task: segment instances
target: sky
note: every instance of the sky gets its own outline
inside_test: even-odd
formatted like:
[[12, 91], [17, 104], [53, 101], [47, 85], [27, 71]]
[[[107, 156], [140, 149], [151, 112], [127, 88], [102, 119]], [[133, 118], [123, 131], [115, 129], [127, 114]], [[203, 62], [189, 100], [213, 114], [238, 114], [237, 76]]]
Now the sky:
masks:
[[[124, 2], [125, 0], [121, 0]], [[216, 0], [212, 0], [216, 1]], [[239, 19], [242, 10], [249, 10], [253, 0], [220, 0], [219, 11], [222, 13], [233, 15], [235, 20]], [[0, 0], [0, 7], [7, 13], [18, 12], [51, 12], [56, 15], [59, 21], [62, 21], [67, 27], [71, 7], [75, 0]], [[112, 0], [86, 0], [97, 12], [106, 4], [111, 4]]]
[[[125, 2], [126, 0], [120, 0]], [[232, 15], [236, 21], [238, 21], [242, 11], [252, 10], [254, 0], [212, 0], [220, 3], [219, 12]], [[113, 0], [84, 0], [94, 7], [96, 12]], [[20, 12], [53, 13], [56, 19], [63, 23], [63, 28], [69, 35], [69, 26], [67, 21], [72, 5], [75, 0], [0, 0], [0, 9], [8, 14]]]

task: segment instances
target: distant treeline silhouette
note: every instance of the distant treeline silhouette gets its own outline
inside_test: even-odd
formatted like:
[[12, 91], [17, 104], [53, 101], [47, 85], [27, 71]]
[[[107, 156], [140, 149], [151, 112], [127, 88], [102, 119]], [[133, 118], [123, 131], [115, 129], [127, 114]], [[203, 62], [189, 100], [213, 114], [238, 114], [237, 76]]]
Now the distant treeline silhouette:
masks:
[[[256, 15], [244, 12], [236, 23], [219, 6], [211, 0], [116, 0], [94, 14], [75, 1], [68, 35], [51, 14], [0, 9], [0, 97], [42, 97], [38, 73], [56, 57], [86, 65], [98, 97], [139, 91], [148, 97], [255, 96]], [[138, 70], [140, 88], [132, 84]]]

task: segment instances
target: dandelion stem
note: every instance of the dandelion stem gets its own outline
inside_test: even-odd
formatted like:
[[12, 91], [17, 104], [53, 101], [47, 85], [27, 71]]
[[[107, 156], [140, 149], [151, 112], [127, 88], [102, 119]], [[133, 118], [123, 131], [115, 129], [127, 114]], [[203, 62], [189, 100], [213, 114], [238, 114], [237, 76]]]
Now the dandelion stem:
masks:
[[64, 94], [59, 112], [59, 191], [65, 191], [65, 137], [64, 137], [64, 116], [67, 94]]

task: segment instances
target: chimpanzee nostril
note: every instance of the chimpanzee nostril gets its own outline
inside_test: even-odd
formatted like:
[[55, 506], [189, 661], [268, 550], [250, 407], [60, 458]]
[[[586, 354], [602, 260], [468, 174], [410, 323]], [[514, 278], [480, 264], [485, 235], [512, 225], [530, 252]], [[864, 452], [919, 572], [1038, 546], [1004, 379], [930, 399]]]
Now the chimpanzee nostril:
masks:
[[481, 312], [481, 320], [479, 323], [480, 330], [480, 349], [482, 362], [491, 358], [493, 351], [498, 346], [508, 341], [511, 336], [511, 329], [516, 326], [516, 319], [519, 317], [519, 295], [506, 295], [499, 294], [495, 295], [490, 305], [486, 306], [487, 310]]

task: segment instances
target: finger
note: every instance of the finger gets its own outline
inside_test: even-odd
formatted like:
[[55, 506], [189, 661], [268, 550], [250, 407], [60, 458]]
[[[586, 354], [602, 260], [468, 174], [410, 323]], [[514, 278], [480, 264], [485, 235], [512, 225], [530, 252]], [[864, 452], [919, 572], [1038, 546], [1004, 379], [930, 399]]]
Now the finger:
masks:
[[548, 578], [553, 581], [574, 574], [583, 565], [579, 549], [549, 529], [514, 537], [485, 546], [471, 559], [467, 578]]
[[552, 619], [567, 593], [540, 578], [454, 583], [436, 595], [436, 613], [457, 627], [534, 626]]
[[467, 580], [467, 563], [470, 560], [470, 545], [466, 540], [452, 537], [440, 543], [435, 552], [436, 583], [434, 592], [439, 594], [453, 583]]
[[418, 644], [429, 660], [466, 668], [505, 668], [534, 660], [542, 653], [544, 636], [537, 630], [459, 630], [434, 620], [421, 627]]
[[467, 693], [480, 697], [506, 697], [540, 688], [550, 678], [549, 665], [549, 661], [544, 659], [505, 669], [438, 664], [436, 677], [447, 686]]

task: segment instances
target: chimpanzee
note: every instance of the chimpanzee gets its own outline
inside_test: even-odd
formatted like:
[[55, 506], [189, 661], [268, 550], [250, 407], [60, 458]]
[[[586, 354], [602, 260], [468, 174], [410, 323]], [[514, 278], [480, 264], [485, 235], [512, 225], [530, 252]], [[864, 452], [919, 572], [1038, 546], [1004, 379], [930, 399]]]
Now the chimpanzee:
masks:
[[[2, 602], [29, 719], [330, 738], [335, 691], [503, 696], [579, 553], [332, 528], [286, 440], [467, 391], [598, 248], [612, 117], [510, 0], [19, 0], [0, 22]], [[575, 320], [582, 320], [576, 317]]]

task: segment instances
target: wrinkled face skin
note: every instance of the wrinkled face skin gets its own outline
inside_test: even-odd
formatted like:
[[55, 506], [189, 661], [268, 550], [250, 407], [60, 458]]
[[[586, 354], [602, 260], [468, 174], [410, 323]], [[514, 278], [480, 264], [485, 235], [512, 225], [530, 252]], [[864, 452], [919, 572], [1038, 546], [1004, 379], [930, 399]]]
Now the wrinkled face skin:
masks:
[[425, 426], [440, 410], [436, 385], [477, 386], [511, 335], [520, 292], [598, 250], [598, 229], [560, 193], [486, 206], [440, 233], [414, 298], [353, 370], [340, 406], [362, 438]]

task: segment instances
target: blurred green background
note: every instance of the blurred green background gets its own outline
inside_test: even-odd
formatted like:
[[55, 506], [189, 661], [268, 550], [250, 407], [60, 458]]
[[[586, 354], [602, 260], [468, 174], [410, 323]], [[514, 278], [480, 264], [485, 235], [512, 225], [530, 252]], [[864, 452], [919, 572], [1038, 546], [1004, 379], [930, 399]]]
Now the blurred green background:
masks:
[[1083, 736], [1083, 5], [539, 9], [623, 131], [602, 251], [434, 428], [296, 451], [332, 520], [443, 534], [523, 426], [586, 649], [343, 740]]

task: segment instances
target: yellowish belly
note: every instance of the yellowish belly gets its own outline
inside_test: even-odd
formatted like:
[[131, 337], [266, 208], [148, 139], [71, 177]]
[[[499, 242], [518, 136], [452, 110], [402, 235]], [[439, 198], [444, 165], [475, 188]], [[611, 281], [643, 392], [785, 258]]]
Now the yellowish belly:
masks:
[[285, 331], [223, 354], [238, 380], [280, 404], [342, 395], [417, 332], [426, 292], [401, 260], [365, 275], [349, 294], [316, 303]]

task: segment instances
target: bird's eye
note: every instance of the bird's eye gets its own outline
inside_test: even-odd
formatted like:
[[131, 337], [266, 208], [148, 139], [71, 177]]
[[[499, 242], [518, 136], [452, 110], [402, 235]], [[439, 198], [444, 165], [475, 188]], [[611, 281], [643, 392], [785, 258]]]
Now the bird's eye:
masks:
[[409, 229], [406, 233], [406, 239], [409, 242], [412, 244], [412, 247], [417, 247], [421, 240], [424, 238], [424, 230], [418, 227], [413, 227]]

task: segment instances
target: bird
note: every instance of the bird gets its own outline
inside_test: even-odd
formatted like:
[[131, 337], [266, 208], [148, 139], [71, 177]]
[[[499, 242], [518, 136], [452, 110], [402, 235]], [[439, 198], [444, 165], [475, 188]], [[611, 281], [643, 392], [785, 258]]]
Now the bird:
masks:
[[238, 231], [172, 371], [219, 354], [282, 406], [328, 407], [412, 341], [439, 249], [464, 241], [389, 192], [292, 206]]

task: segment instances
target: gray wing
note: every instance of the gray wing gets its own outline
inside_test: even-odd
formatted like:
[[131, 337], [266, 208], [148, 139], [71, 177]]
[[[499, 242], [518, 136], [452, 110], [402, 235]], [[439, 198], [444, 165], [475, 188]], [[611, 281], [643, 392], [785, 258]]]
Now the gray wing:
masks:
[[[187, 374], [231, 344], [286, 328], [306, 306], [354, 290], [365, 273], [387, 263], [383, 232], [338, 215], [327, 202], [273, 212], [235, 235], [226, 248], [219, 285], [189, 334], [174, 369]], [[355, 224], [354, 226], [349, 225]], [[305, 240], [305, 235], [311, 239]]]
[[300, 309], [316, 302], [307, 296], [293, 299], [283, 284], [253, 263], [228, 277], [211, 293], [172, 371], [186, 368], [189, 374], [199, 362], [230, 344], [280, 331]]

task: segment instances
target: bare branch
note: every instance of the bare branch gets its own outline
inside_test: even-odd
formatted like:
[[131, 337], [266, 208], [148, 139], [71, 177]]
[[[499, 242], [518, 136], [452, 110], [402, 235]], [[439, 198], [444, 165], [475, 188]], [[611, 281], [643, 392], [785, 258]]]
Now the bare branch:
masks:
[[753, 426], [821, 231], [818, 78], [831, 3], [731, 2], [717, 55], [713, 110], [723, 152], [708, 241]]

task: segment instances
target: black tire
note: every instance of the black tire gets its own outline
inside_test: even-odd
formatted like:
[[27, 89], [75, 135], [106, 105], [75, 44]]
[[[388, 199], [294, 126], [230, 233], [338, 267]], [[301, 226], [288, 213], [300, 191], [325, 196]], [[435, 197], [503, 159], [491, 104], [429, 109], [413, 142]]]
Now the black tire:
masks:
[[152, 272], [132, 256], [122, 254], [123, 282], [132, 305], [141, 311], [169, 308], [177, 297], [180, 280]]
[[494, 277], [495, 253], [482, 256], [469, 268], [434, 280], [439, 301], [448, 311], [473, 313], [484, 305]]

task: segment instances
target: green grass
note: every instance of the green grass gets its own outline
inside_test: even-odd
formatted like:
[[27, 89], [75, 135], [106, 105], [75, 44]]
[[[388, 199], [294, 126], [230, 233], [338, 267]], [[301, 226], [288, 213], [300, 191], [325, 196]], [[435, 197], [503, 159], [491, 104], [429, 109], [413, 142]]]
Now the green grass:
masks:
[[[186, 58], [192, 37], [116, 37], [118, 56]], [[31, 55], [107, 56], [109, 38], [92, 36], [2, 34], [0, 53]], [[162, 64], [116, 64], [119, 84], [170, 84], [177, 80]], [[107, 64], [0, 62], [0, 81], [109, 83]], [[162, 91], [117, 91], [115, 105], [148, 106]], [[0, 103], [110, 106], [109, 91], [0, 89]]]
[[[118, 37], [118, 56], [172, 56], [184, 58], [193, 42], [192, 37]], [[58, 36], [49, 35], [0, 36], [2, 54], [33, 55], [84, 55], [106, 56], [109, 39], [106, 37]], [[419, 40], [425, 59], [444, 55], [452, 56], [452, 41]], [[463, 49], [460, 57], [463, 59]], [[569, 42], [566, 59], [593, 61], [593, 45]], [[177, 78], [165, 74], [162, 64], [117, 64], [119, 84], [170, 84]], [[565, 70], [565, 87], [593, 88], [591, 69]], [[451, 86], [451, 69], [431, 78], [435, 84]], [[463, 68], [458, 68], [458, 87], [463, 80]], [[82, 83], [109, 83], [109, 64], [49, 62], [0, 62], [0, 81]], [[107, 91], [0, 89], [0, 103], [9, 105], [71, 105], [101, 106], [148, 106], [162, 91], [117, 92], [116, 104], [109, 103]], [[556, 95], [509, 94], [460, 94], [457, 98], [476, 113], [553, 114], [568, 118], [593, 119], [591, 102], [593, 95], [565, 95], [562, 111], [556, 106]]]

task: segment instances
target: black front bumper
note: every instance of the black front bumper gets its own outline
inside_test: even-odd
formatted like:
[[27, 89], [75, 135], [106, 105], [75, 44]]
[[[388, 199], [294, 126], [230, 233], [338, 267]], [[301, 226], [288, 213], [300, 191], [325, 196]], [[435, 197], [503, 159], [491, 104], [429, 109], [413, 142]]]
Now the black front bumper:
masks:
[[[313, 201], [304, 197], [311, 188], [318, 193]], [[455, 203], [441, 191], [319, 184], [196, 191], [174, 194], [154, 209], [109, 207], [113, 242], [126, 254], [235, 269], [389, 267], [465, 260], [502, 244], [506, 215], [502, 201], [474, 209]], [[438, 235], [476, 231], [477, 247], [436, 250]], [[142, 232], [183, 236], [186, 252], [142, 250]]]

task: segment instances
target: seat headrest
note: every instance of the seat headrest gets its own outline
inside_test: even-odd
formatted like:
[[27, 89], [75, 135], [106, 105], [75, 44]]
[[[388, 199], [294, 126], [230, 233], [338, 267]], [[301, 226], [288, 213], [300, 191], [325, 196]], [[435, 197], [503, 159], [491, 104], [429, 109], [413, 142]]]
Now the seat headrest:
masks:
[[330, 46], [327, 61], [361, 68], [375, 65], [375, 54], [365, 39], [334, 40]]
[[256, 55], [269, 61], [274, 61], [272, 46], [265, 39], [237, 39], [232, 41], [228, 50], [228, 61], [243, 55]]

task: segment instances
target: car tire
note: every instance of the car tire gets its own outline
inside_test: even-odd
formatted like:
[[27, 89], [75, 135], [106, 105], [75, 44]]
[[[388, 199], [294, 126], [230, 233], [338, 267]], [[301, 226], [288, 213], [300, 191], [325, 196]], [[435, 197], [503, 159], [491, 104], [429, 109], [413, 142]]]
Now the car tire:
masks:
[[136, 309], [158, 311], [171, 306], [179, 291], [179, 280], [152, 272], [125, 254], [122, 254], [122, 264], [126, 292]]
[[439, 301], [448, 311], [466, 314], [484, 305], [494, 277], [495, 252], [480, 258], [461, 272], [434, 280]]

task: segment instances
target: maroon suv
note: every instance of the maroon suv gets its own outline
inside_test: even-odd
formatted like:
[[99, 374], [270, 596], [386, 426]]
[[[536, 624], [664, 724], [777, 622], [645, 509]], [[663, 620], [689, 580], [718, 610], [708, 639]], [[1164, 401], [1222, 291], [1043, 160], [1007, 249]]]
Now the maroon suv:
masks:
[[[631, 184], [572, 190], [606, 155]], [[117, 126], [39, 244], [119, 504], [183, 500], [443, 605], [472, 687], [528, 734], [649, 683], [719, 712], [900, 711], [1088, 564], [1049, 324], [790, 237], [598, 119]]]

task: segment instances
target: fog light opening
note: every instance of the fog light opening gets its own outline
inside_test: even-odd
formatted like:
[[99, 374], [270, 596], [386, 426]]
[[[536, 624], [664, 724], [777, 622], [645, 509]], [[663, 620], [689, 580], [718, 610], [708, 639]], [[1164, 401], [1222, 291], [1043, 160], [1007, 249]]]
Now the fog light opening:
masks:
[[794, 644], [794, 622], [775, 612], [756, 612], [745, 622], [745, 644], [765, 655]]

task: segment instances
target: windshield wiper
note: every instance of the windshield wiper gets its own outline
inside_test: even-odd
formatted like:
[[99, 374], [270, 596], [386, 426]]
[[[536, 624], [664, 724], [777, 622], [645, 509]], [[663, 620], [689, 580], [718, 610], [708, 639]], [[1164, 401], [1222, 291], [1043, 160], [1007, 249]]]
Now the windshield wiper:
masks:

☆ ☆ ☆

Pull out every line of the items above that contains the string "treeline", matching case exactly, and copy each line in full.

target: distant treeline silhouette
note: every instance of the distant treeline silhouette gets its own outline
Now the distant treeline silhouette:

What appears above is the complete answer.